» **Selected excerpt**
Learning to listen (and to trust)

Some days I can live quite easily by the six small meals a day rule – you know the one, eat every two or three hours, something small, between 200-300 calories. In fact, that’s usually my preferred manner of eating.

But other days, it just doesn’t work for me.

Yesterday, in case you’re wondering, was one of the days that it just didn’t work out.

Let’s start at the beginning; why should we learn to listen to our bodies when it comes to food?

To put it simply, the body knows what it wants when it wants it. If you listen to your body (and not your emotions, the clock, your social calendar, or your friends) very rarely will you be led astray in terms of food. The trick is, distinguishing what your body wants from what your mind, your emotions, and the culture say you want.

When your body sends you a clear message – even if it doesn’t jive with the “expert” advice – listen to it. If not, you’ll be more likely to feel deprived, throw in the towel, and decide that the so-called experts don’t know much of anything. In fact, some of the experts know quite a bit, but they don’t necessarily know you. Not like you do. So if your body is telling you that it wants a certain amount of something or a particular something and you’ve done everything else right – drank some water, took a fifteen minute walk, took three deep breaths, ate some carrots or some other super low calorie food – then you should go ahead and have it. Because once it becomes a must in your mind, it’s too late. Have it, get it out of your system, let it go, and then move on.

As I said above: yesterday was one of those days.

Looking at my food diary for the last two (almost three years) it’s clear to see that my preferred intake of calories is between 1,500 and 1,800. When I’m trying to release weight – or if I’m just calibrating before or after a big dinner or a week with my parents – I tend to purposefully drop my calorie intake down to around 1,200. Some days it’s lower than that (closer to a 1,000) though sometimes it’s higher (closer to 1,400).

It’s rare that I have a day over 2,200; but it’s happened.

Yesterday I was starving. I’m not sure why. My calories the day before had been low, but not that low. Maybe it was the fact that I have moved back to my school schedule and have been getting up at 5:00 instead of 6:30 or 7:00. Maybe it’s because I’ve spent a lot of time out in the world lately, whereas I have spent most of the summer at home.

Regardless, I was ravenous. And even trying to do everything “right,” I still had polished off 1,100 calories before noon! (For those of you who aren’t good at math, let me help: that’s 73% of my preferred daily calorie intake – all before lunch.)

As it turned out, I actually had a pretty good food day despite the rough start. And when I went to bed at 10:30, I had actually only consumed 1.442 calories. You might be thinking, 342 calories isn’t all that much for twelve hours! And you might also be thinking about how the body goes into starvation mode when it hasn’t had anything to eat in over three or four hours. And you’d be right.

But in the spirit of listening to my body, I wasn’t hungry again until 4:30, when I had a medium braeburn apple and some carrots. Then, a few hours later, I had a bowl of lentil soup (massive protein and fiber hit) and a glass of petite syrah.

Then, after a couple of more hours during which I consumed a couple of cups of herbal tea, I went to bed and started over today.

Today, I have been back to what the experts recommend. It’s almost 4:00 and I’ve had four small meals.

I had my normal breakfast (255 calories), one of my normal snacks (240 calories), an apple (80 calories), one of my typical lunches (280 calories). And, notably, these have been spaced out every couple of hours or so.

The moral of this story: if you have a “bad” day, go ahead and have it. It’s just a day. Trust your body to know what it wants when it wants it. But also trust yourself to know that tomorrow is a new day and you – more than anyone else – know what you need to do get back on track.

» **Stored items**
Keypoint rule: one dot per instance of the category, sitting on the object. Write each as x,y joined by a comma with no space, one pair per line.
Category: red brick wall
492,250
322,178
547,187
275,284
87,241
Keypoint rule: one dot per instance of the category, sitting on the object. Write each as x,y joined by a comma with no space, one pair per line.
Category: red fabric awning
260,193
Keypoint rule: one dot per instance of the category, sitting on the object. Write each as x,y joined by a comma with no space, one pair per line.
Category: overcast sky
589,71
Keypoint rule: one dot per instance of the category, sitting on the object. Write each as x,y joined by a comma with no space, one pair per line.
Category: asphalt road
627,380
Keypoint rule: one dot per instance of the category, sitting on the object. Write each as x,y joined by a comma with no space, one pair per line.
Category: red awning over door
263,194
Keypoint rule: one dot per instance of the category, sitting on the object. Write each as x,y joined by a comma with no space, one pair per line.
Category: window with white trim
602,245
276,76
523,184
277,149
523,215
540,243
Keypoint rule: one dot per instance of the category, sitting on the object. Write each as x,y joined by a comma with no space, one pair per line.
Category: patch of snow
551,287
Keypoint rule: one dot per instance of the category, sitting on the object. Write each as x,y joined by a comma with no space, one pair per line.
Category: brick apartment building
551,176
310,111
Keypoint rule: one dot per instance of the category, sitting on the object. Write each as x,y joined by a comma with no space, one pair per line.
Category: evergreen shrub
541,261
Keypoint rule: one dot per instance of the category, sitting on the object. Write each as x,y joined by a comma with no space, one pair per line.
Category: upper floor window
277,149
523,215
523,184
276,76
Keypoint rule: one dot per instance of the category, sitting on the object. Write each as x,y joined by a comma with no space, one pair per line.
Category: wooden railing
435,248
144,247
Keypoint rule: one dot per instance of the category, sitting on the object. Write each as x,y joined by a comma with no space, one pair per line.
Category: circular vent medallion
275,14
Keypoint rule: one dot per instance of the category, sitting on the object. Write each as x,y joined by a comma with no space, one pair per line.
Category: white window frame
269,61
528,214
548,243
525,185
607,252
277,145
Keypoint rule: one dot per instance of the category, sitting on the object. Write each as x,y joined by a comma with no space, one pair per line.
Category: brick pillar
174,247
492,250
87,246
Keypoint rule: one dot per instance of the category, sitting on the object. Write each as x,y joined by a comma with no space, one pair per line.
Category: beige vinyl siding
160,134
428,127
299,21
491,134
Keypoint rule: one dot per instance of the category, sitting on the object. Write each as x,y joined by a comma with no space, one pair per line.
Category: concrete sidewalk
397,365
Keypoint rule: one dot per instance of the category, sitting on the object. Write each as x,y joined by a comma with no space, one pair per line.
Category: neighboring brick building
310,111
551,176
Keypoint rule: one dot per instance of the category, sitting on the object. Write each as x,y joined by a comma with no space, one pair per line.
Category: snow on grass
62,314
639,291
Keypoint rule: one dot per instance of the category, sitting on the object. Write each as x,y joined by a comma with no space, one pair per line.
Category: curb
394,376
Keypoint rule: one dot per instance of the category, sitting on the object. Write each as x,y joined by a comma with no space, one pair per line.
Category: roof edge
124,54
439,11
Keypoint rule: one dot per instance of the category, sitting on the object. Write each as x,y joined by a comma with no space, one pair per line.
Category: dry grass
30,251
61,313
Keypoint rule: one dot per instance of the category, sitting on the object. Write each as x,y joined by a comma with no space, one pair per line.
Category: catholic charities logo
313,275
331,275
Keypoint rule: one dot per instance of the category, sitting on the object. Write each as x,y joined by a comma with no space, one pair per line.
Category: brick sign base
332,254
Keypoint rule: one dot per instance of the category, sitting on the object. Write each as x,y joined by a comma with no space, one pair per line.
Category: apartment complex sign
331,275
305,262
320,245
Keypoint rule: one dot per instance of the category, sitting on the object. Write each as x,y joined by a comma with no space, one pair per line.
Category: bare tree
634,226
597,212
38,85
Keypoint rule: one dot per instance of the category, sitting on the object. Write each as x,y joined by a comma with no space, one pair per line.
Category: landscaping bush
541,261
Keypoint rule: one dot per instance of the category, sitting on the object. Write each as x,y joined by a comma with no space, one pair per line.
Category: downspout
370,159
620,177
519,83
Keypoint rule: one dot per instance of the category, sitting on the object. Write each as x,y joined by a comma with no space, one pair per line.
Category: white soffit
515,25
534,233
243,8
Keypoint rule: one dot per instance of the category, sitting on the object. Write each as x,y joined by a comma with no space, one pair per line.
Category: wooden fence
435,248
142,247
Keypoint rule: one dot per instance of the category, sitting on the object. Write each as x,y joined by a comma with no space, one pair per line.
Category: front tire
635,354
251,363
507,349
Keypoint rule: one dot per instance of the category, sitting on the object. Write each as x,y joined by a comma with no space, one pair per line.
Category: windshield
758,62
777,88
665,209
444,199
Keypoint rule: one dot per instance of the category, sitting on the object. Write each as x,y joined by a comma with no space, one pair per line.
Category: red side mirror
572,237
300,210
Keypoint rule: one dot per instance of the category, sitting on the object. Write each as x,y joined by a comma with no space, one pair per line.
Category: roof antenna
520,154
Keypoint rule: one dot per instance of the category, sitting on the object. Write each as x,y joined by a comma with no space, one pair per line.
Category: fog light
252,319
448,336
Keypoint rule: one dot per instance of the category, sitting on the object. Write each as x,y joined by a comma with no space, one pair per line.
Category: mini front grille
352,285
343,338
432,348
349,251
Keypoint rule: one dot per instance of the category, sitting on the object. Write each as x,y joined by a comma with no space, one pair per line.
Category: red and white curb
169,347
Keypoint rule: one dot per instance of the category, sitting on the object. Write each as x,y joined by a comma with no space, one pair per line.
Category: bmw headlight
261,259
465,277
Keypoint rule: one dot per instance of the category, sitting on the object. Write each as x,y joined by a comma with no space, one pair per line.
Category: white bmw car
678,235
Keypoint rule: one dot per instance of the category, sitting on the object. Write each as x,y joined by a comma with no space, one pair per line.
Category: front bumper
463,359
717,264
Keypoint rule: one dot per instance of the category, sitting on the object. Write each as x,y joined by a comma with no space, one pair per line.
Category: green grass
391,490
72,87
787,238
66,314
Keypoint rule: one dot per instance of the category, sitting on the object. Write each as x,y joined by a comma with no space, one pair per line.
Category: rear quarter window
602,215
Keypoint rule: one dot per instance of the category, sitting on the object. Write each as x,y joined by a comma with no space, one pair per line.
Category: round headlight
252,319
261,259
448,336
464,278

» **What is expected**
Can you answer these questions about the piece on listening to your body?
1. What daily calorie range does the writer prefer?
2. What time does the writer now get up on the school schedule?
3. What did the writer eat at 4:30?
You can set the stored items aside; they aren't needed here.

» **Written solution**
1. Between 1,500 and 1,800 calories.
2. At 5:00.
3. A medium braeburn apple and some carrots.